### Aim 1
Answer these questions using the excerpt below:
(a) Which battlefield inspired the painting?
(b) What are the painting's measurements?
(c) Where and when was the painting first exhibited?

### Excerpt
____

1918 oil painting by William Orpen

Dead Germans in a Trench is an oil on canvas painting by Irish artist William Orpen, from 1918. The artist donated the painting to the Imperial War Museum, in London, in 1918.

==History and description==
It was made during the First World War. It was inspired by the battlefield of the Battle of the Somme that Orpen had visited in 1917, and depicts the bodies of two dead German soldiers sinking into the mud at the bottom of a trench.

The painting depicts two dead German soldiers, one lies on his back, with an agonised open-mouthed expression on his face and a clenched hand raised. The skin on the face and arms are painted in a blue-green colour, suggesting putrefaction and decomposition. The other, wearing a helmet, lies face down in the mud. In the background are the wooden wattle sides of the trench, supported by wooden planks, with white heaps of chalk spoil beyond, and a deep azure sky above. The bright colours contrast with the sombre subject matter. It measures 91.4 × 76.2 cm.

It was first exhibited at Agnew's Gallery on Bond Street in London in May 1918, after the initial decision of the military censor Arthur Lee to deny permission was overruled. The Times commented that "Mr Orpen is certainly not a sentimentalist; he seems to paint with cold, serene skill, just as he might paint a bunch of flowers" and "only Germans die in this war".

____

### Data provided
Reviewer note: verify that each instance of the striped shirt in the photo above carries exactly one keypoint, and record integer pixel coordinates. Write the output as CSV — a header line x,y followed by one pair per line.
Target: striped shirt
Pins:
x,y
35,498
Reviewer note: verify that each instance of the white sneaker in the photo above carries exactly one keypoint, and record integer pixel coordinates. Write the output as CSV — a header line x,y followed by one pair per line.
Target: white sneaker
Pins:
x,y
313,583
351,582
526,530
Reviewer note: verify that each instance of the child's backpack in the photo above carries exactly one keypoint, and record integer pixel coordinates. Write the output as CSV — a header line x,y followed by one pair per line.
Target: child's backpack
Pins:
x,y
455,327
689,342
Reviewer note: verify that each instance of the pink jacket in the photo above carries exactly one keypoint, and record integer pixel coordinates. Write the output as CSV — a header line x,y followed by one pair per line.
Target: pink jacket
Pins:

____

### Aim 2
In the listing above, locate each line that contains the word "shirt" and copy those lines.

### Written response 1
(a) The battlefield of the Battle of the Somme, which Orpen had visited in 1917.
(b) 91.4 × 76.2 cm.
(c) At Agnew's Gallery on Bond Street in London, in May 1918.

### Written response 2
Reviewer note: verify that each instance of the striped shirt in the photo above carries exactly one keypoint, and record integer pixel coordinates. Write the output as CSV — a header line x,y followed by one pair per line.
Target: striped shirt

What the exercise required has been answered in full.